PROBLEM STATEMENT = State only how many lines below include the string "form".

PROVIDED ENTRIES =
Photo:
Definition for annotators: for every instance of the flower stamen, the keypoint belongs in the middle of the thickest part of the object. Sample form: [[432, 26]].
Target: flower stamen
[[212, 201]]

==

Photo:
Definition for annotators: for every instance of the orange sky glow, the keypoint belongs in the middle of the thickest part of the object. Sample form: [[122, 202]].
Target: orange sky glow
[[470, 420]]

RESPONSE FOR THIS EXERCISE = 2